- _WHAT TO DO_
Lines from the one containing "the open mouth." through the last line of the data are to be repeated word for word, both ends included.

- _Coordinate labeling data_

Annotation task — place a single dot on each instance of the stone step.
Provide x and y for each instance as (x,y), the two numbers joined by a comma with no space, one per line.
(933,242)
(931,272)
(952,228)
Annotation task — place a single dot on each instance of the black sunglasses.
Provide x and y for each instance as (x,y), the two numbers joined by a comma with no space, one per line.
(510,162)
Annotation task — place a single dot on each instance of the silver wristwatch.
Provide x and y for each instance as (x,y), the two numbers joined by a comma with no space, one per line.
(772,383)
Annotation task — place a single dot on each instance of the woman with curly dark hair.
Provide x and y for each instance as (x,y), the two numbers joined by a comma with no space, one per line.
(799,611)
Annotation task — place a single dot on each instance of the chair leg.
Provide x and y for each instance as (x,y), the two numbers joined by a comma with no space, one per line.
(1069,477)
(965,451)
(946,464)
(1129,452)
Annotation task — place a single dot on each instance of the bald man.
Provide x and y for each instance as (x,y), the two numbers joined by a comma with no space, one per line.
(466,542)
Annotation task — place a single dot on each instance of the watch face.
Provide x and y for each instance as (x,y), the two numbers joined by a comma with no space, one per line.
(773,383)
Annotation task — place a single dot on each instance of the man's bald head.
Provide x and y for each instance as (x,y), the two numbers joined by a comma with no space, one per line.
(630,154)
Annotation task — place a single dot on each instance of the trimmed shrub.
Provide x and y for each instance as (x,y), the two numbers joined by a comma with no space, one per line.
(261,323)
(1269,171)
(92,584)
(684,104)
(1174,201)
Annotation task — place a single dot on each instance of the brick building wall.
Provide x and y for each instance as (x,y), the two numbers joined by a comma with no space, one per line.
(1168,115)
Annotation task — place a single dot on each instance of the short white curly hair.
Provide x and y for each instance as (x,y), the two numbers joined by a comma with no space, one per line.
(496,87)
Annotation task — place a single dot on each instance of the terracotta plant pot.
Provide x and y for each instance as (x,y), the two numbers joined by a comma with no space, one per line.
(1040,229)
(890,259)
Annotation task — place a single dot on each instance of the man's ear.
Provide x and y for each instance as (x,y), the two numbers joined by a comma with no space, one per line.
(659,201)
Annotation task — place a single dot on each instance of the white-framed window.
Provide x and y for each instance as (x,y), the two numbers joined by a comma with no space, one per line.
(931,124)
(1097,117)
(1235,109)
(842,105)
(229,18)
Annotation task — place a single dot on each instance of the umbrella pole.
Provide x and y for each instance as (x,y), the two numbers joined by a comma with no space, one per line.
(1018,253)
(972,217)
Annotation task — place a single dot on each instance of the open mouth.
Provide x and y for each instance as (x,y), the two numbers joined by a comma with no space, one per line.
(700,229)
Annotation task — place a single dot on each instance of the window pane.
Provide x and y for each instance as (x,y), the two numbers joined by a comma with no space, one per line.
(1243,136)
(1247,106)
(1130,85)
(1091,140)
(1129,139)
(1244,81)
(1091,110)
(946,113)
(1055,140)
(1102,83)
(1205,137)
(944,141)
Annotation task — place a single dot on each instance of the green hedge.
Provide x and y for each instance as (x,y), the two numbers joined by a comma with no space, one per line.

- _RESULT FOR THIS TASK_
Annotation task — place a single dot on each instance of the open mouth.
Provide x and y for each instance as (x,y), the two numbers joined by a comma with no space, one per line.
(700,229)
Annotation task — place a single dot on each instance of the window pane.
Provide x and y for each instance as (x,y), the two numbers joined by a comma with no space, one per line.
(1243,136)
(1247,106)
(1130,85)
(1091,140)
(1129,139)
(1244,81)
(1091,110)
(946,113)
(1055,140)
(1102,83)
(1205,137)
(944,141)
Annotation task — place a single dot on each instance of the green hedge.
Provide x and y for each instance as (x,y), the two numbers joined by a comma with no space, one per line.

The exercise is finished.